* Exercise description
Filtering the records below, copy only those lines that include the word "buildings".

* Material provided
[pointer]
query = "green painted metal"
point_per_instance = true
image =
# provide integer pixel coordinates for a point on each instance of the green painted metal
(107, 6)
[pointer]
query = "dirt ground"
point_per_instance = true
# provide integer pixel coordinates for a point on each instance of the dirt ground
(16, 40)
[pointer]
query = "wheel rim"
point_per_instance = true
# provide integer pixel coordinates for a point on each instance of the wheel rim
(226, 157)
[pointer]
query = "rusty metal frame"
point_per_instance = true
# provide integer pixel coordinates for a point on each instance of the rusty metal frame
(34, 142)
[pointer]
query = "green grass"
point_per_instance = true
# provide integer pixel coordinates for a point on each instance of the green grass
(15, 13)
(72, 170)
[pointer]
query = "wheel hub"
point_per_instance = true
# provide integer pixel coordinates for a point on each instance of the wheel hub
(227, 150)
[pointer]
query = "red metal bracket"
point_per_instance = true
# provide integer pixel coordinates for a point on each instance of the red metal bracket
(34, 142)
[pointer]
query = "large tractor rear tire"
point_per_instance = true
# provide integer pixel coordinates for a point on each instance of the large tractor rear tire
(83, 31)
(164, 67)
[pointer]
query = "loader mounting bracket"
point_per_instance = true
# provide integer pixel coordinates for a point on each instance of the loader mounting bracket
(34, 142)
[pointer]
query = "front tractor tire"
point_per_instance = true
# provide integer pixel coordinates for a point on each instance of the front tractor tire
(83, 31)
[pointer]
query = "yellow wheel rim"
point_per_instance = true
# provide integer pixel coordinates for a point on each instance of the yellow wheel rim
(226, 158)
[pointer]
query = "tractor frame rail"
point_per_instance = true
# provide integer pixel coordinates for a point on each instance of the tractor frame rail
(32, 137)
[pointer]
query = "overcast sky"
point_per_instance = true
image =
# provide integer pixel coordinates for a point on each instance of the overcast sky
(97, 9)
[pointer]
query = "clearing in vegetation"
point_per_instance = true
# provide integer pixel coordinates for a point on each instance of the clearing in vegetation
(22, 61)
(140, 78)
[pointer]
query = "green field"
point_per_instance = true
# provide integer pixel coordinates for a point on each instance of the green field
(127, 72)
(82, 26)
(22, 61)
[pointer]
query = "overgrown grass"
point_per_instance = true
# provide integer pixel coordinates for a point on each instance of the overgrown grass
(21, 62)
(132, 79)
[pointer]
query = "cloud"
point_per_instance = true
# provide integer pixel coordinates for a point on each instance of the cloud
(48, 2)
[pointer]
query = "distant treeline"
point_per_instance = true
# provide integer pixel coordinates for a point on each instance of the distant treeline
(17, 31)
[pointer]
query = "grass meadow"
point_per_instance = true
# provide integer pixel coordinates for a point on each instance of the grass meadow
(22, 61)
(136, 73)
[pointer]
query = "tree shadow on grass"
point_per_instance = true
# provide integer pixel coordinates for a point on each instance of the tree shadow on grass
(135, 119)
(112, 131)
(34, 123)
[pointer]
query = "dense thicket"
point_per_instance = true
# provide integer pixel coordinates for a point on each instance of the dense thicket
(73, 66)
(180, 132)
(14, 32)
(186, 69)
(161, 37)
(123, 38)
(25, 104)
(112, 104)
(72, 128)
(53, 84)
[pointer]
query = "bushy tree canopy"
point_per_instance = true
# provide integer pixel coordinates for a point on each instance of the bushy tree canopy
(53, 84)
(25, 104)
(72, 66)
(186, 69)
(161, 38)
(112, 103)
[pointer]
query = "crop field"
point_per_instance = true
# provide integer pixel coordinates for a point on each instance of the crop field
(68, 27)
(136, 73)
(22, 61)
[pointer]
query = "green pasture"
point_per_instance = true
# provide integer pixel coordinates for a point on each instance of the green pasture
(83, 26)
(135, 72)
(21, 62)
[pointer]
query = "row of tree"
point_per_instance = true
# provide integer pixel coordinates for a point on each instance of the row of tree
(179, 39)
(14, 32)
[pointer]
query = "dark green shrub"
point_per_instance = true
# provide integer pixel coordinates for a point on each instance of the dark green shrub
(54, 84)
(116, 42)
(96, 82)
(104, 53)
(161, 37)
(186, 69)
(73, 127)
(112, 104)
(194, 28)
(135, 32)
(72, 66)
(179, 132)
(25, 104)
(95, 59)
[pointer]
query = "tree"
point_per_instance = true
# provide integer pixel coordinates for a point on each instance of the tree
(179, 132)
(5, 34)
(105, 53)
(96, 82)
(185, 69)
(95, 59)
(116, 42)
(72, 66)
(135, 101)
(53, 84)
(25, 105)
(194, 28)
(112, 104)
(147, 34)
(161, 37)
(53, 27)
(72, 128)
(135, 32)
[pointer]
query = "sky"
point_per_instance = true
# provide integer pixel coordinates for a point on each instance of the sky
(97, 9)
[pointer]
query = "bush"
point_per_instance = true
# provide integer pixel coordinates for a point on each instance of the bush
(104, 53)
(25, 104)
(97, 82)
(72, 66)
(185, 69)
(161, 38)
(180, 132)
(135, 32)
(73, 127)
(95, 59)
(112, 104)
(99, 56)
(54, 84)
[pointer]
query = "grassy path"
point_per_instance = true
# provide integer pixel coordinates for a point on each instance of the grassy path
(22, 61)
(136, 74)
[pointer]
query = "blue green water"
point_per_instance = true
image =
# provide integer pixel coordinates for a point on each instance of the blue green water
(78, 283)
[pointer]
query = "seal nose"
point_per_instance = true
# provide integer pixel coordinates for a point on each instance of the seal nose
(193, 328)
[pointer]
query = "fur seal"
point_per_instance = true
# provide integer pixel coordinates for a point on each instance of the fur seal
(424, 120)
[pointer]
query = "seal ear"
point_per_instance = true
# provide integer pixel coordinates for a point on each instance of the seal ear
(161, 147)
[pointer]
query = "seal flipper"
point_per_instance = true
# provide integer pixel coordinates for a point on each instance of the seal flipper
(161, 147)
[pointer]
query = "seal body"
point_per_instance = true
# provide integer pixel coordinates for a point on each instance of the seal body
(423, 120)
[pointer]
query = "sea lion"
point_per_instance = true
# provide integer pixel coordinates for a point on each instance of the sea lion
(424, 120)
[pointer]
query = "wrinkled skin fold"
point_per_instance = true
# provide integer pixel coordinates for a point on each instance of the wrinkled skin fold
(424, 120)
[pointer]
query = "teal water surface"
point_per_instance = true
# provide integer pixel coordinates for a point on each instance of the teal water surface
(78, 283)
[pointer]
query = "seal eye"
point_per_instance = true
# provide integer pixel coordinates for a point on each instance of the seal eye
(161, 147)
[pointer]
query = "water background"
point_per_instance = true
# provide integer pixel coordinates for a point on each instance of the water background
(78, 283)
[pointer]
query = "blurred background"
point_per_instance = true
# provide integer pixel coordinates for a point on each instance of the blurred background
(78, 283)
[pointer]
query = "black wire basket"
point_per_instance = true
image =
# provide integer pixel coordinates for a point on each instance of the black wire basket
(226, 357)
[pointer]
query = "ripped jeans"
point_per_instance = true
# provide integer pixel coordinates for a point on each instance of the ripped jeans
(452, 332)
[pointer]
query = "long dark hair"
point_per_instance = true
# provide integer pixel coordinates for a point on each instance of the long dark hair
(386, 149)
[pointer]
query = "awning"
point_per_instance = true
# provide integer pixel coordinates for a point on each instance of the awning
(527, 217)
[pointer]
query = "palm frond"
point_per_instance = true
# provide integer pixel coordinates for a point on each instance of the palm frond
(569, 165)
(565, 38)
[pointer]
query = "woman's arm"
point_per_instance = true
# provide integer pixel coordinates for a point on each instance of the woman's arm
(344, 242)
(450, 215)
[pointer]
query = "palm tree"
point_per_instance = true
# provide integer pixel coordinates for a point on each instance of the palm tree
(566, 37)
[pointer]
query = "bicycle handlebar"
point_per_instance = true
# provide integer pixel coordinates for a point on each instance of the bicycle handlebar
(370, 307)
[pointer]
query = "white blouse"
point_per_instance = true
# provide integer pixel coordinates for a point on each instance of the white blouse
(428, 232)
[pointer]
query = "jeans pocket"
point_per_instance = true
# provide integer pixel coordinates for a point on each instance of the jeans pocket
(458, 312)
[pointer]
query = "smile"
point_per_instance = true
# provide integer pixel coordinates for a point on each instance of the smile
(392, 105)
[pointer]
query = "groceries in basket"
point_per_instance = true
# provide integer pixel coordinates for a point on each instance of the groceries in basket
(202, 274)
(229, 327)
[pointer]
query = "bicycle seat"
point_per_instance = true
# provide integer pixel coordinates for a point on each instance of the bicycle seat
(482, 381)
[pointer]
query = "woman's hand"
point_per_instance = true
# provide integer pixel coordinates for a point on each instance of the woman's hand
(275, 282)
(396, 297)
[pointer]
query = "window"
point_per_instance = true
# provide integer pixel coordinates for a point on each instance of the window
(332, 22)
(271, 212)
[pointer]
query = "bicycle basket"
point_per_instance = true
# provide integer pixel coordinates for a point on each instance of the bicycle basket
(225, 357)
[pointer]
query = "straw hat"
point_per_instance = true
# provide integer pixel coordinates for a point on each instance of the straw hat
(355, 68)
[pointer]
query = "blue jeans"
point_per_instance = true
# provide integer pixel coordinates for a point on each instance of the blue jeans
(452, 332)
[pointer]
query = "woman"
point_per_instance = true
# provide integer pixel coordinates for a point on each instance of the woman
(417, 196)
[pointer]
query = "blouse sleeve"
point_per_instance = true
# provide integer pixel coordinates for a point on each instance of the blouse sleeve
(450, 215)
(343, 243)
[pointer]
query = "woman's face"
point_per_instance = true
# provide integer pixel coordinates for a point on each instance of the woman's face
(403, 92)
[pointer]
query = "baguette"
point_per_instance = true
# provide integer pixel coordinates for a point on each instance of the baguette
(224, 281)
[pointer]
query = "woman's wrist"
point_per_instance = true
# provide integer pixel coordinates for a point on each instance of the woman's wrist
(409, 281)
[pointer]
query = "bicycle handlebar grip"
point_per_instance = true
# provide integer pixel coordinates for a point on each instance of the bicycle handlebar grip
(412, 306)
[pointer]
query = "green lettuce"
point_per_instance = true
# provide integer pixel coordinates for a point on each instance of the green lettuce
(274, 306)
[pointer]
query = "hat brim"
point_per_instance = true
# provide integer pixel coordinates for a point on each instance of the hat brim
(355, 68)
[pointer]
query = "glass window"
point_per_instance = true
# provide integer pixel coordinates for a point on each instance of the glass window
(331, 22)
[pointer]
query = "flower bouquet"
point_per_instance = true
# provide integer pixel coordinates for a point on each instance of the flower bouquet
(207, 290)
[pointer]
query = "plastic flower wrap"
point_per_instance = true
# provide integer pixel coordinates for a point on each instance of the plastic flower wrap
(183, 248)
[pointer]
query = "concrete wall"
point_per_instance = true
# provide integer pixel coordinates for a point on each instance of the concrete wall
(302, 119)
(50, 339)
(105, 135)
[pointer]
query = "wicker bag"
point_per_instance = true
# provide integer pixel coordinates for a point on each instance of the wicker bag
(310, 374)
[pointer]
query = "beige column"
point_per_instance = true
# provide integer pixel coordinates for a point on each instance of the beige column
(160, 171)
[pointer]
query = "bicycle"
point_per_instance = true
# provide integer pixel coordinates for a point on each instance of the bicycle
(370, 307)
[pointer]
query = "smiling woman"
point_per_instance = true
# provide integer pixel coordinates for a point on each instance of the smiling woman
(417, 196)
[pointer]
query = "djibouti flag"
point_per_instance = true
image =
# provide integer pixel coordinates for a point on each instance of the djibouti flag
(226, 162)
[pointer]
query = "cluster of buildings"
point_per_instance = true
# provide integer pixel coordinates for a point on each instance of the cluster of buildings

* Solution to this exercise
query = "cluster of buildings"
# provide integer pixel coordinates for a point on each instance of the cluster of buildings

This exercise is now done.